§ ASSIGNED TASK
Print out every line of the material exactly. Include no pictures.
* * *
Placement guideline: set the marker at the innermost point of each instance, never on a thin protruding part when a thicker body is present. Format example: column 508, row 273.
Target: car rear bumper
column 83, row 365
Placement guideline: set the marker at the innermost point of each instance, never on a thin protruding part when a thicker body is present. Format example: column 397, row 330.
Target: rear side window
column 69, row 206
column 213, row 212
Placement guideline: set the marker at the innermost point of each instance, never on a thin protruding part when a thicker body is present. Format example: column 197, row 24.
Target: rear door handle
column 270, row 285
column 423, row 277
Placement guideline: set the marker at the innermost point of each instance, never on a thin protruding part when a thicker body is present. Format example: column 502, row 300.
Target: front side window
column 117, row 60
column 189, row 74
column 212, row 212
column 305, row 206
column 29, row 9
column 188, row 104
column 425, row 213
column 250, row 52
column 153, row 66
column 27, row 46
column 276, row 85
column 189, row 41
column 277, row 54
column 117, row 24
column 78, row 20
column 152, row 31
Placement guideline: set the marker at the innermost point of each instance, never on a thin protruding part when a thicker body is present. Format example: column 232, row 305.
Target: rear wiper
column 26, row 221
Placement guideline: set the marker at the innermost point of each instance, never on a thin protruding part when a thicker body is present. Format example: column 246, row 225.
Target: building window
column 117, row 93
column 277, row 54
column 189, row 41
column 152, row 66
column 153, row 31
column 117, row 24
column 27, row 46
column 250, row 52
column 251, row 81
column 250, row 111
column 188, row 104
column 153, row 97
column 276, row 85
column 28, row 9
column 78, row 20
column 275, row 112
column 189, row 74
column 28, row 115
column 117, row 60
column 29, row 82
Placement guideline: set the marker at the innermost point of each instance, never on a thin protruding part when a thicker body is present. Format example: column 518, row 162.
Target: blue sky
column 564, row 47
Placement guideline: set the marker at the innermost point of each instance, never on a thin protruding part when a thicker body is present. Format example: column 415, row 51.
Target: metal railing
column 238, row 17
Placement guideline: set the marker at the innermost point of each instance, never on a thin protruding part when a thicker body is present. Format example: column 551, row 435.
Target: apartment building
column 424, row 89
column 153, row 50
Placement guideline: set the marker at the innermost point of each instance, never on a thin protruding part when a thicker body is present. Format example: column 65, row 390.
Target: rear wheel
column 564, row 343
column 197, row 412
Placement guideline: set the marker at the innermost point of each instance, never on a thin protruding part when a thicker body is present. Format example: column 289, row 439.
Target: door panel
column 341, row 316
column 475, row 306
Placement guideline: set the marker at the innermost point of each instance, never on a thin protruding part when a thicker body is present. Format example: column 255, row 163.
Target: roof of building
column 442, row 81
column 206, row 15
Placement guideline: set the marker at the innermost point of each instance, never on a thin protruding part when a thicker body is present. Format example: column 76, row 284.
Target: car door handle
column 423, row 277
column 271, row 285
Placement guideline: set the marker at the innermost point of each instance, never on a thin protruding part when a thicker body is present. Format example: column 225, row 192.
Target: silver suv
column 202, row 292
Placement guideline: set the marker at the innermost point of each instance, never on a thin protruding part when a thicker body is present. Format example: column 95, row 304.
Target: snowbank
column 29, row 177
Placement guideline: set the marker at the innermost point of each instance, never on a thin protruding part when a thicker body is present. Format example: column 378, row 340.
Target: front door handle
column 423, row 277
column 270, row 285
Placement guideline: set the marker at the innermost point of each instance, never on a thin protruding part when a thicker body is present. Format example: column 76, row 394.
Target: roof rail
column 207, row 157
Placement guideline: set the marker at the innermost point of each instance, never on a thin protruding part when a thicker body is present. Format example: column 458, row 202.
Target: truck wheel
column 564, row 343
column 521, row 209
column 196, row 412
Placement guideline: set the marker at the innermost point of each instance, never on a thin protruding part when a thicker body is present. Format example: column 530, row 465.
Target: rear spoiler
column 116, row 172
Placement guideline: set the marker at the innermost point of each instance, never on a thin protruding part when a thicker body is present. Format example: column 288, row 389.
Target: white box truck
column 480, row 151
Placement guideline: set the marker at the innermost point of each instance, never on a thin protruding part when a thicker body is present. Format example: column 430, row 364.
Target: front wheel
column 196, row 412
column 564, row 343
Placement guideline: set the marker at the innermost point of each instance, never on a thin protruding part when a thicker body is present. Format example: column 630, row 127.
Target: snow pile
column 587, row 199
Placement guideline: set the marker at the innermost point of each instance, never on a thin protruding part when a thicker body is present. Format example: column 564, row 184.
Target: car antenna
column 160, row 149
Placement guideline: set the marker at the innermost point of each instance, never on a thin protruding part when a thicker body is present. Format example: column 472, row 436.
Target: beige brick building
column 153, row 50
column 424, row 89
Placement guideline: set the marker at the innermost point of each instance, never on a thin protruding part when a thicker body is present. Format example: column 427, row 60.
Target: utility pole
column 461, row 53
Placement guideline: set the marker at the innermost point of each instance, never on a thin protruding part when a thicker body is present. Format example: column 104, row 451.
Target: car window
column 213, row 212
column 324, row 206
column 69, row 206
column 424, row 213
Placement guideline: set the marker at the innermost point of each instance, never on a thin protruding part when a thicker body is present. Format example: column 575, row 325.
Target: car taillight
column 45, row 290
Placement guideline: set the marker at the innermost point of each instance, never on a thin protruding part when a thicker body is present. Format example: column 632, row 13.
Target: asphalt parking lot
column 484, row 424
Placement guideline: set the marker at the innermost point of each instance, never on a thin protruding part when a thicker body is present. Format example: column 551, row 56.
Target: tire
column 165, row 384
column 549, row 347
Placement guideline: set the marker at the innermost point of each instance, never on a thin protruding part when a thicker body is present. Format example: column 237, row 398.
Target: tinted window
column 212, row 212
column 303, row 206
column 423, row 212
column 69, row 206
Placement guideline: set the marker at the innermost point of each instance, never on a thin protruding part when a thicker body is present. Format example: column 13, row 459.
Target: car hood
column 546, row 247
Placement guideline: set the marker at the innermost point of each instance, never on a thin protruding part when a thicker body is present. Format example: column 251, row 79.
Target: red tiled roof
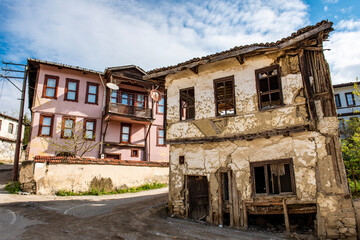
* * *
§ RESULT OF THE EXERCISE
Placement guideline: set the marker at the innermost point of each instance, never on a thin protruding part when a thicker body is present. Format example: column 508, row 273.
Target: car rear bumper
column 83, row 365
Placement guideline: set the marker at the innermost point of each instance, never on a thin protruding part when a thicker body is present. Format example: column 397, row 330.
Target: rear side window
column 69, row 206
column 213, row 212
Placement guideline: set the marker at the innermost point of each instance, never on a thin protruding part when a thicker body is present. Format example: column 197, row 24.
Target: rear door handle
column 270, row 285
column 423, row 277
Placement guideline: set the marker at the innermost point of each instance, never on a thin protruding part when a thicker body is present. Format example: column 502, row 300.
Target: front side window
column 117, row 60
column 189, row 74
column 212, row 212
column 305, row 206
column 29, row 9
column 188, row 104
column 425, row 213
column 250, row 52
column 153, row 66
column 27, row 46
column 276, row 85
column 189, row 41
column 277, row 54
column 117, row 24
column 78, row 20
column 152, row 31
Placement guideline: set the marker at the innermost point of each instance, never on a thin protruding part when a thicker body is present. Format example: column 232, row 305.
Target: rear wiper
column 26, row 221
Placement guideline: set the marker at the innermost point of each instance, never on a thin protruding part when a thicker body is present. Format example: column 246, row 225.
Target: building window
column 117, row 93
column 277, row 54
column 189, row 41
column 152, row 66
column 153, row 31
column 117, row 24
column 27, row 46
column 250, row 52
column 251, row 81
column 250, row 111
column 188, row 104
column 153, row 97
column 276, row 85
column 28, row 9
column 78, row 20
column 275, row 112
column 189, row 74
column 28, row 115
column 117, row 60
column 29, row 82
Placement guideline: set the marker at the innermost point of each instance, never on a thin protruding part when a thicker body is present. Format example: column 518, row 162.
Target: blue sky
column 564, row 47
Placement guideline: set the marker at the innermost point of each instance, never on a thin protruding part when a thicker body is present. Format example: column 415, row 51.
Target: metal railing
column 238, row 17
Placement guideline: set the marker at the innermost point of each instance, never on a thin protruding part when a thicker body is present. Format example: column 551, row 435.
Target: apartment building
column 424, row 89
column 153, row 50
Placement guideline: set the marker at the innermost point of each instance, never on a thin protruding part when a thicker body is present. Format example: column 65, row 390.
Target: rear wheel
column 564, row 343
column 197, row 412
Placement guideline: set the marker at the innermost point of each instance, never on a thin protruding part when a thicker body is present. Format example: column 289, row 439.
Target: door panel
column 341, row 316
column 475, row 306
Placement guideline: set the marker at the innermost point of each instance, never on a thin protruding part when a thicker body is present. Format example: column 255, row 163.
Target: roof of building
column 442, row 81
column 206, row 15
Placement guideline: set the marker at the innermost point of each instance, never on a thin protruding part when a thicker body is present. Format example: column 76, row 284.
Target: car door handle
column 423, row 277
column 271, row 285
Placement guideline: set the marker at the innermost point of each instance, never on a thin protruding part when a thicker body is present. Format example: column 225, row 192.
Target: silver suv
column 202, row 292
Placement guideline: set the marker at the innermost point of each instance, never on a thin protruding part when a thicker body is present. Format example: column 95, row 304.
Target: snowbank
column 29, row 177
Placement guideline: set the marker at the innermost point of each instance, never on a thin protruding part when a thicker body is present. Format example: column 378, row 340.
Target: front door handle
column 423, row 277
column 270, row 285
Placement guideline: set the marker at the innermost point of each instance, never on a thin protruding part when a thicker body is present. Format example: column 76, row 394.
Target: roof rail
column 207, row 157
Placement guideline: set the marker at the innermost point of each instance, never on a thin protruding part when a thicker body is present. Format example: column 458, row 202.
Target: truck wheel
column 564, row 343
column 521, row 209
column 196, row 412
Placement guideline: set the marker at the innermost point of each instance, never on a thin protruding part when a thicker body is present. Format example: column 530, row 465.
Target: rear spoiler
column 116, row 172
Placement guideline: set the marker at the innermost point of each instance, never on a thin protruding part when a thicker body is present. Format example: column 288, row 389.
Target: white box truck
column 480, row 151
Placement guideline: set the marker at the innermost point of each instance, never on a thin protruding part when a thicker body is present. Format example: column 430, row 364.
Target: front wheel
column 196, row 412
column 564, row 343
Placement guideline: set the marker at the innermost point of each instance, never on a thin protruding part when a thicker body is present. Format example: column 630, row 127.
Target: snow pile
column 587, row 199
Placement guideline: set the marker at the innermost point of each instance, never on a thin protruding part when a thicker body is present. Format example: column 564, row 184.
Target: car antenna
column 160, row 149
Placement guideline: set the marker at the innermost point of each instance, never on a thin protruding part when a thicker body is present. Format example: column 472, row 436.
Target: beige brick building
column 153, row 50
column 424, row 89
Placement guideline: set the marker at the innermost point of each instance, never on a thin protruding part when a thicker body is present. Format example: column 427, row 60.
Target: utility pole
column 461, row 53
Placement guideline: set the marker at the innermost point of each instance, never on a thin protruding part when a thicker body is present. Format example: column 104, row 451.
Target: car window
column 213, row 212
column 324, row 206
column 69, row 206
column 424, row 213
Placement guideline: set the marker at the innermost point of each instance, never on a thin protruding part when a thicker body is present. Format example: column 575, row 325.
Target: car taillight
column 45, row 290
Placement guideline: set the marker at the innermost point of each instance, never on a thin protruding part when a thicker body is present. Format example: column 632, row 13.
Target: asphalt parking lot
column 484, row 424
Placement guideline: set the marker at the innermost point of each instance, never on a thin protruding part when a thicker body is present. Format example: column 551, row 56.
Target: tire
column 165, row 384
column 549, row 347
Placement guideline: set the marker at the innermost point of each instance, never on a thin protruding part when a thicker body is present. Format example: column 237, row 398.
Target: tinted window
column 212, row 212
column 303, row 206
column 423, row 212
column 69, row 206
Placement guideline: set the marker at the innermost point of each instance, never on a thin protruding part when a thicker body is present. Format example: column 13, row 459.
Target: car hood
column 546, row 247
Placement guideline: set the marker at the innermost point of each instance, never on a thin protruding part when a thicker body is present. Format example: column 251, row 79.
Target: red tiled roof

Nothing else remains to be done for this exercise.